Being a new yoga teacher is tough, especially when you're trying to find your voice, be authentic, and get students to come to your class. One of my biggest dilemma's was to chant or not to chant? As a Sivananda teacher, we chant to begin and end an asana class and chanting is not everyone's jam. My customer service driven mind wanted to give the people what I thought they wanted. As women of colour my mind screamed "no you're been let into a beautiful tradition and you cannot appropriate it to make it more palatable." In the end, neither won. Love won.
During my teacher training, we had classes on chanting and we had satsung twice a day. We memorized chants to open and end our classes. At first I was uncomfortable because I never sang or chanted in public (unless drunken karaoke on my 23rd birthday counts?). But we were always in large groups, and I accepted this was just something I needed to learn to pass and I would never actually chant in real life. Then we found out that we would be randomly selected to chant in front of everyone at the ashram- I wanted to throw up. Shaking, I went to talk to the teacher about how uncomfortable it would make me, and I started crying in front of her and other students. In retrospect, this was way worse than singing off key in front of them. Obviously, I was mortified and this could have been another somewhat traumatic moment to fuel my fear in the future, but luckily I had guidance. My teacher told me that every time I say I can't do something, I'm reinforcing that belief over and over again. She also told me not to stop crying and let it out because I obviously needed to release what was going on with me and she was right. I have two very vivid memories of singing in public. The first was when I was 6 and my music teacher kicked me out of class because she thought I was singing off on purpose, but I actually just didn't understand what we were doing. At this same time, I was starting to see a speech therapist and learning that I had a speech impediment and a hard time distinguishing between sounds and pitches. So around then I internalized that I physically can't sing and refused to try. Well, tried to refuse. The mosque I grew up in had a lot of chanting as well. I could get away with avoiding it for the most part, except for once a year when we would have these awful mandatory competitions. This is my second memory, if you're willing to count 8 years of fear smushed together. Mosque was never a safe space for me as a child, which is post for a different day. So getting in front of people who as a young child I saw as existing solely to torture me further imprinted this fear and limiting belief.

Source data
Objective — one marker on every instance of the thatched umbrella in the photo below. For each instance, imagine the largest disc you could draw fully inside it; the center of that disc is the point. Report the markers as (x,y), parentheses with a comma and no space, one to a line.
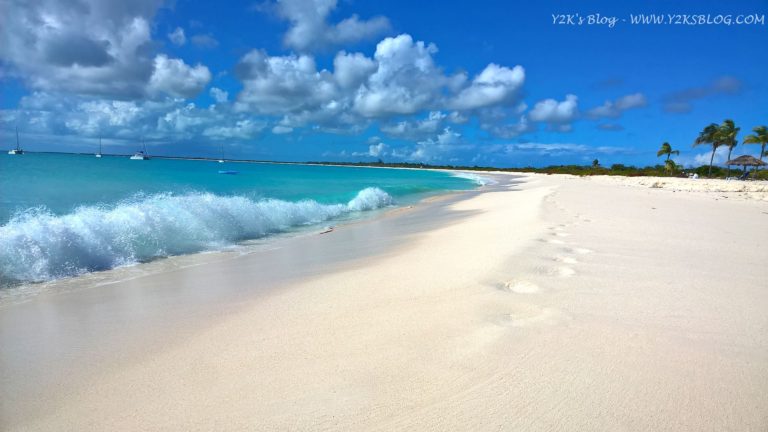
(745,160)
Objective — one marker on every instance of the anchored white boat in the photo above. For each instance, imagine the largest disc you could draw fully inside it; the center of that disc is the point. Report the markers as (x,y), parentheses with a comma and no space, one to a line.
(18,149)
(141,154)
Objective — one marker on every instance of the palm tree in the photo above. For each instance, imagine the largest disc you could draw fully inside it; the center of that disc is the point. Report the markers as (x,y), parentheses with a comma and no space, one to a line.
(760,136)
(666,149)
(709,135)
(727,133)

WHAT YOU NEED TO DO:
According to the text on chanting, what did the yoga teacher training involve? List every activity it names. This data was drawn from a different source than the text.

YOUR RESPONSE:
- Classes on chanting
- Satsung twice a day
- Memorizing chants to open and end classes
- Chanting in front of everyone at the ashram when randomly selected